What is being asked
Go through the entries below and collect every line that contains the word "bollard". Copy each of those lines word for word.

========

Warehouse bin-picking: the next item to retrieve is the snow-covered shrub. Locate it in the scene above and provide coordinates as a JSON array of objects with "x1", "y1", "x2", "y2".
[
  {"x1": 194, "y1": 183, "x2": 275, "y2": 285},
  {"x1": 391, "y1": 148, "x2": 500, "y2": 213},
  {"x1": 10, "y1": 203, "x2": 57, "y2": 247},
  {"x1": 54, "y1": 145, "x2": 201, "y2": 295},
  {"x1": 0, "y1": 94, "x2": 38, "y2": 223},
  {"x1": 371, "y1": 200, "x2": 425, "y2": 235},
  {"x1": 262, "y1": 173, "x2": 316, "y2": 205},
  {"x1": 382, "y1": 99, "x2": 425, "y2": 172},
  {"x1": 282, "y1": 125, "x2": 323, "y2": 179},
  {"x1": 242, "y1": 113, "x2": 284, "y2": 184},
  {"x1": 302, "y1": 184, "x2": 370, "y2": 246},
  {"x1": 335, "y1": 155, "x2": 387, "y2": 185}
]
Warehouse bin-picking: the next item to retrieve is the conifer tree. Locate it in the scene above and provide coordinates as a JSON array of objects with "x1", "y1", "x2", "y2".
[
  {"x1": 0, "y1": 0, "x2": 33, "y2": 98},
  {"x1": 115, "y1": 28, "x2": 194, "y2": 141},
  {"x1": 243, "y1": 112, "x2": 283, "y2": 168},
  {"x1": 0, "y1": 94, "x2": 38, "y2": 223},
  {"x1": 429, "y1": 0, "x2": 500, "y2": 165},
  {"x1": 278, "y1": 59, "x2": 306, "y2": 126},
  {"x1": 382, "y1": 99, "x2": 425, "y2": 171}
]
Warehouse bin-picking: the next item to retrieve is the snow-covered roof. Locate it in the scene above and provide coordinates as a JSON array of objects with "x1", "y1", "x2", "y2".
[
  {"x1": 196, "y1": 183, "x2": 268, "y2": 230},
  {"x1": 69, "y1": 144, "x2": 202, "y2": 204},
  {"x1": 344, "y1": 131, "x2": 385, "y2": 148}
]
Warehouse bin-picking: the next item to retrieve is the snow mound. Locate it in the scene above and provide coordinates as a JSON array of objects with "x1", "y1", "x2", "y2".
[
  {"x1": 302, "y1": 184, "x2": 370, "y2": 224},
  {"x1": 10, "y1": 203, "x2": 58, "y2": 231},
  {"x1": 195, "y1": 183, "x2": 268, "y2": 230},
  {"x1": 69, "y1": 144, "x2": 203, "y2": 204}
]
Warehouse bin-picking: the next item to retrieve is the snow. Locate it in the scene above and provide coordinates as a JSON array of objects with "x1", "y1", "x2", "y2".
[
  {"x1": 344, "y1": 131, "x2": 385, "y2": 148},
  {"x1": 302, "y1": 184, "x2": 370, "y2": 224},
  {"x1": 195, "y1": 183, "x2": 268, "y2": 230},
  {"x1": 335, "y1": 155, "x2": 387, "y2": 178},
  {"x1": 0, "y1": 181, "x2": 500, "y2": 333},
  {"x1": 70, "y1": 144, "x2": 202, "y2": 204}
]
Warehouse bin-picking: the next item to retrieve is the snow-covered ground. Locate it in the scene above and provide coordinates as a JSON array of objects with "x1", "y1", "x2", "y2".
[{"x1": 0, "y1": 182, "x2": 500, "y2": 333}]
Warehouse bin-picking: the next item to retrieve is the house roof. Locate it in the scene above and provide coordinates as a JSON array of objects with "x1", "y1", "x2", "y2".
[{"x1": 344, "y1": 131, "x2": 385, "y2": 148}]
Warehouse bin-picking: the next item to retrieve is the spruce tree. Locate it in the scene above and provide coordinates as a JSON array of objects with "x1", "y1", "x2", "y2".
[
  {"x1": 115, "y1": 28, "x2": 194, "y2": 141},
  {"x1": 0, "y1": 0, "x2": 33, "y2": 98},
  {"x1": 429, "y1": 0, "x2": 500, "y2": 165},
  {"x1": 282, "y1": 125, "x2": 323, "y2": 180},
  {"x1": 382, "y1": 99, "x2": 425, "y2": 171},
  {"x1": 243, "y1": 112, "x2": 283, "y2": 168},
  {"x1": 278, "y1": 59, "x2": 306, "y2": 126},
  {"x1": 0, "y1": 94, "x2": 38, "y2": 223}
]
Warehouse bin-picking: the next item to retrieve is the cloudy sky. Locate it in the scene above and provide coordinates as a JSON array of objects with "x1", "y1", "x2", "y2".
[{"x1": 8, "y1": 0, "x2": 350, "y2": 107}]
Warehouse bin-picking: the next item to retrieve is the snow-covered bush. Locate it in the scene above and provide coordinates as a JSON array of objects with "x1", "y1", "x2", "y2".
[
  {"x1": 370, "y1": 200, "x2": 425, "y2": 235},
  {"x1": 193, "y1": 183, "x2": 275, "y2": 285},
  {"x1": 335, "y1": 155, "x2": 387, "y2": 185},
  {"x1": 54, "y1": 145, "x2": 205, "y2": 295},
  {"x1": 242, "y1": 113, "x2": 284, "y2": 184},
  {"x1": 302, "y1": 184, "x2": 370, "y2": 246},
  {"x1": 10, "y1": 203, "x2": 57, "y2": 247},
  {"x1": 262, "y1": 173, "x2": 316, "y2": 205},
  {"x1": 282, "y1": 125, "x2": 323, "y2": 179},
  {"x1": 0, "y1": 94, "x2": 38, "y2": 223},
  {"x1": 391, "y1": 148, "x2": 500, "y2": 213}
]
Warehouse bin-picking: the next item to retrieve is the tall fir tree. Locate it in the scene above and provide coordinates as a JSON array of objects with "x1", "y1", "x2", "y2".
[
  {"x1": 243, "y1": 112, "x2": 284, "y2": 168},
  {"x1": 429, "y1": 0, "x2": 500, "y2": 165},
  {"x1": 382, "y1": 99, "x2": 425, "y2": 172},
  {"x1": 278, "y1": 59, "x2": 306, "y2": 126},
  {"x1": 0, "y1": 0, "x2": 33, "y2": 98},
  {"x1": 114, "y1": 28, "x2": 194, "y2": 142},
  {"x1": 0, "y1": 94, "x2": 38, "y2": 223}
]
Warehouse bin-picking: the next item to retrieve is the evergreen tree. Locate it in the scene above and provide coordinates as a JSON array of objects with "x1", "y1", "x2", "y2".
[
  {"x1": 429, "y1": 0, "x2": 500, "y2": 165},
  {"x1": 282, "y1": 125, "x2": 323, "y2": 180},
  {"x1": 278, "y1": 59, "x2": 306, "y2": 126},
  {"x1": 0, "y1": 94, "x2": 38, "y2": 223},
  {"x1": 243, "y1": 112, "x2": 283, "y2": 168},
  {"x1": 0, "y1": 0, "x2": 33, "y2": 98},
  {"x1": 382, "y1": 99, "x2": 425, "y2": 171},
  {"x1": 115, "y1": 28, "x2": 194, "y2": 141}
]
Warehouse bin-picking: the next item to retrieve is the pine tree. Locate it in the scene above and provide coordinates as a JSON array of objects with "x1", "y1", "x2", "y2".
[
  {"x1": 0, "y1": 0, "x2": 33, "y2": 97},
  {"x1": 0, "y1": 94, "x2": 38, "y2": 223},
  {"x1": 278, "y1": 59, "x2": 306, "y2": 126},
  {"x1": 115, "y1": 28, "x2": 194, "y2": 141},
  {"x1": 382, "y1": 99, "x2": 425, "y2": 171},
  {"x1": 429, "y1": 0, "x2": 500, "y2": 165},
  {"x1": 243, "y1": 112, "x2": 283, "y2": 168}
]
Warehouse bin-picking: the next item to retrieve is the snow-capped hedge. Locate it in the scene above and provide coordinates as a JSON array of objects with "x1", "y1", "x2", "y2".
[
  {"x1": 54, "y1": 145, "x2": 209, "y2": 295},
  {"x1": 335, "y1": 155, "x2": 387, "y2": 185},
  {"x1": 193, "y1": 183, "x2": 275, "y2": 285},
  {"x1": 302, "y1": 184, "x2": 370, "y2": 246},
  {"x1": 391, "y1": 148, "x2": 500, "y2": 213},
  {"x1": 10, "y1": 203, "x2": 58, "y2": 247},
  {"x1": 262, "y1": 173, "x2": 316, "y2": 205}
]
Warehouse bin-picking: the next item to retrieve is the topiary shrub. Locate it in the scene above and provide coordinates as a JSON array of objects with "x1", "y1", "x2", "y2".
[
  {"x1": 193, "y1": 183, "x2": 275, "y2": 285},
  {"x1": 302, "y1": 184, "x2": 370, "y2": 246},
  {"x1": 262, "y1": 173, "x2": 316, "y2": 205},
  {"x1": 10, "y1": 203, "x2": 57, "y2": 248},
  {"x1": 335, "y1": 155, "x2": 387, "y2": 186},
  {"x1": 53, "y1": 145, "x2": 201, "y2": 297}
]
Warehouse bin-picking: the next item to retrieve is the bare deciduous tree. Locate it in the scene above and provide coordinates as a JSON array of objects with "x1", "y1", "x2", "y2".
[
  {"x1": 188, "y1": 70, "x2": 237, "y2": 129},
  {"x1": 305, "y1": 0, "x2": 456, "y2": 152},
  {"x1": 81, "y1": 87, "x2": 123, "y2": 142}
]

========

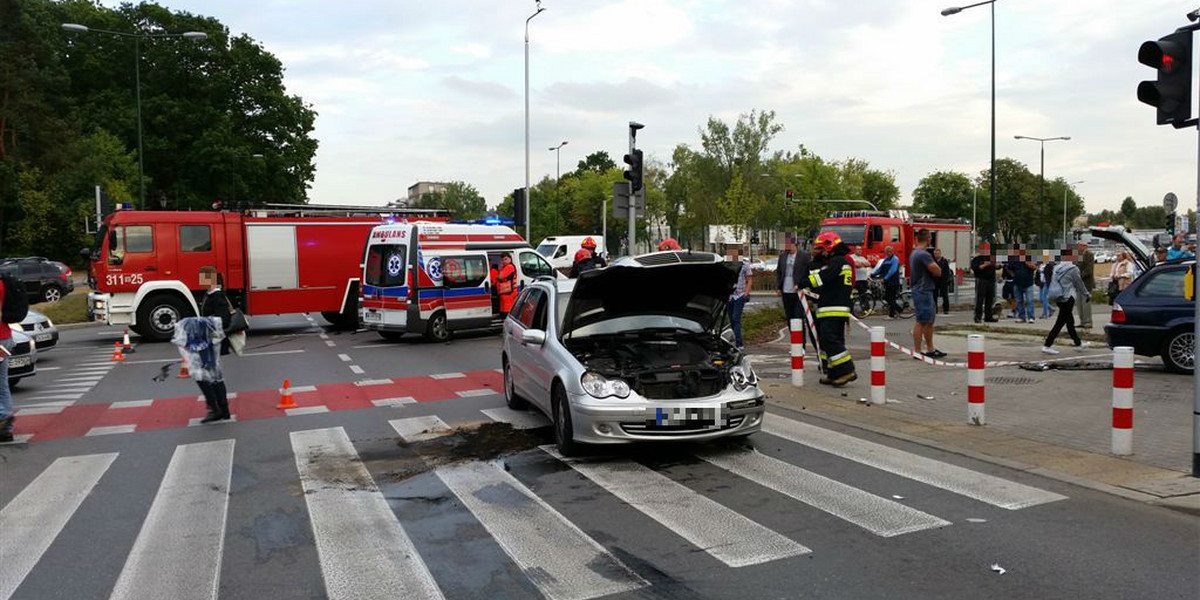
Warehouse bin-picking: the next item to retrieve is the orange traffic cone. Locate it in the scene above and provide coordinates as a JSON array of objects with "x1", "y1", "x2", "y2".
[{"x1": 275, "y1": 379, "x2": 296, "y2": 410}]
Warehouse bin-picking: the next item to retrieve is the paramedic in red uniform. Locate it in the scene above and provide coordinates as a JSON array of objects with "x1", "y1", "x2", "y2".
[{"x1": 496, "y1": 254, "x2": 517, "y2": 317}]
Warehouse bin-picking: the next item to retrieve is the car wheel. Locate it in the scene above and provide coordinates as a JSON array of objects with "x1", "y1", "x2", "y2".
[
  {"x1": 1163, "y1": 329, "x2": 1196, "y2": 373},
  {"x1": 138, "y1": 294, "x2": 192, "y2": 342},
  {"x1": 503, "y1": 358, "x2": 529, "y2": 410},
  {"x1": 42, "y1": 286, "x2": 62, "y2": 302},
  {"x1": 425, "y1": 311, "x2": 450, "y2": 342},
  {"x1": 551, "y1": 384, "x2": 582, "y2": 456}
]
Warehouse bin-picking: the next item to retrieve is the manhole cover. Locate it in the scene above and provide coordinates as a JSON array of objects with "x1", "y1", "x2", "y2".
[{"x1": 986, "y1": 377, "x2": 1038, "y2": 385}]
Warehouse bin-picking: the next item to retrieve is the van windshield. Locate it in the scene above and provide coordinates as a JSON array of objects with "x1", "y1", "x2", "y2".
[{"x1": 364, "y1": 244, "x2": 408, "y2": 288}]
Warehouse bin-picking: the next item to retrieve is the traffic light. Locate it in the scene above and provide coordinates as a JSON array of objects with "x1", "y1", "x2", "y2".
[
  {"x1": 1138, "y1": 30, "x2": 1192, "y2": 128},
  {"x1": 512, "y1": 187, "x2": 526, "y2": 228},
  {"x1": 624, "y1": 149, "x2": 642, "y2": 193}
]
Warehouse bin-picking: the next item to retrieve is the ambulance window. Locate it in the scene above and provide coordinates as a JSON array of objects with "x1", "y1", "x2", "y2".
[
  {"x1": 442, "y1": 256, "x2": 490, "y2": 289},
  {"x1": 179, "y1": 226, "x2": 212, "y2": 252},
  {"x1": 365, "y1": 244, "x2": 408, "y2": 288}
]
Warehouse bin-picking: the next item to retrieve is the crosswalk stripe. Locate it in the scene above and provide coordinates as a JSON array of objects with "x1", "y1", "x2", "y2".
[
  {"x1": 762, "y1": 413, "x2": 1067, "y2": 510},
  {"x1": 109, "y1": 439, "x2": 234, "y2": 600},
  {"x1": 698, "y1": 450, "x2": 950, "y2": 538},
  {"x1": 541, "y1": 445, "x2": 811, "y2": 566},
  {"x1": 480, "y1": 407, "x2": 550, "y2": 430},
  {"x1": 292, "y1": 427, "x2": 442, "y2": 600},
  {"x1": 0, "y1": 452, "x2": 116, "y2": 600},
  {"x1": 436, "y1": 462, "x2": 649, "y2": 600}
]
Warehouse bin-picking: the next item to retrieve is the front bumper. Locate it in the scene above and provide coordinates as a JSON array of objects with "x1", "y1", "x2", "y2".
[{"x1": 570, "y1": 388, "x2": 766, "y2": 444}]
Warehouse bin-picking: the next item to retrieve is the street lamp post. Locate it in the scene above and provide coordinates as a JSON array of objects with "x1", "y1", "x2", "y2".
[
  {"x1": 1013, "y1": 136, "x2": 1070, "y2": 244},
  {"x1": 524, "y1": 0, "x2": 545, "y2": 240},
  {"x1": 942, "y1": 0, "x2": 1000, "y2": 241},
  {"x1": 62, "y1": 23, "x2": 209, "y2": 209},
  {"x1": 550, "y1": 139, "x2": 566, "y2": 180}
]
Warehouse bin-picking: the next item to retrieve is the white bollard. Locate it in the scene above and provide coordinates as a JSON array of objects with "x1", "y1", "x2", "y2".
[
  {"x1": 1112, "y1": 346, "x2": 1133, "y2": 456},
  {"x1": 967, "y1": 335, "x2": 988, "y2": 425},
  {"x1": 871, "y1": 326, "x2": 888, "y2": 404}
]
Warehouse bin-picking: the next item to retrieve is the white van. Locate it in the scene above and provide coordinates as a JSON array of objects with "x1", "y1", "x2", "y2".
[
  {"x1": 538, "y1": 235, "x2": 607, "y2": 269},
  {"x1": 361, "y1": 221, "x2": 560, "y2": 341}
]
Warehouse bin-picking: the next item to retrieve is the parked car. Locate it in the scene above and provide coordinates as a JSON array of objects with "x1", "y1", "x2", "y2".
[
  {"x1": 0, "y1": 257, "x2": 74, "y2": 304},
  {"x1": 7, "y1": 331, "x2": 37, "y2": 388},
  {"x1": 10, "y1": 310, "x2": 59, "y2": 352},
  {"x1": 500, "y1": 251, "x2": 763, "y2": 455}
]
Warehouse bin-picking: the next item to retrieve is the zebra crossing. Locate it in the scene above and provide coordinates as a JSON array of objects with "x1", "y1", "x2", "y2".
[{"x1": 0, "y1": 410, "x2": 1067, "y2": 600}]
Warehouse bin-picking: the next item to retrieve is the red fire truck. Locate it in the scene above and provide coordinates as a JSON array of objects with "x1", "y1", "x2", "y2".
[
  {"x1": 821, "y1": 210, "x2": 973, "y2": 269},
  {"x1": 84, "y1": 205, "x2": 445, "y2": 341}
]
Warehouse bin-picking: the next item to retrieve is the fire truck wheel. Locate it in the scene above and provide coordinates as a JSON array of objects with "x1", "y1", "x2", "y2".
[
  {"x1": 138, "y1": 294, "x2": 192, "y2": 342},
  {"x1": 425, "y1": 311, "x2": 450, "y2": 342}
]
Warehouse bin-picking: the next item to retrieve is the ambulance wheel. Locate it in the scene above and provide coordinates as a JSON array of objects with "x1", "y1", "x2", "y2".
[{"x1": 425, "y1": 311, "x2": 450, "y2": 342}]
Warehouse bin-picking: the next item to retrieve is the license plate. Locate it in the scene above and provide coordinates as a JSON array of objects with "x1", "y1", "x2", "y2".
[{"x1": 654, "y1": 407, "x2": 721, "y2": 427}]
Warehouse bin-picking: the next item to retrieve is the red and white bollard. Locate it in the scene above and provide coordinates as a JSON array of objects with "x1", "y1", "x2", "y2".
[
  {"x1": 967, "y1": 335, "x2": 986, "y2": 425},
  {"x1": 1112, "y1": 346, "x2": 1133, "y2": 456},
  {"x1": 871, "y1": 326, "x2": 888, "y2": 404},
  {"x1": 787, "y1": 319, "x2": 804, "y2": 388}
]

========

Worked answer
Warehouse bin-picking: the next item to retrieve is the white bollard. Locate it in the scene above and provide coordinates as a JSON array of objects with "x1", "y1", "x2", "y2".
Warehouse bin-picking: the next item to retrieve is the red and white bollard. Locate it in the scene above and provide coordinates as a JSON array of objects with "x1", "y1", "x2", "y2".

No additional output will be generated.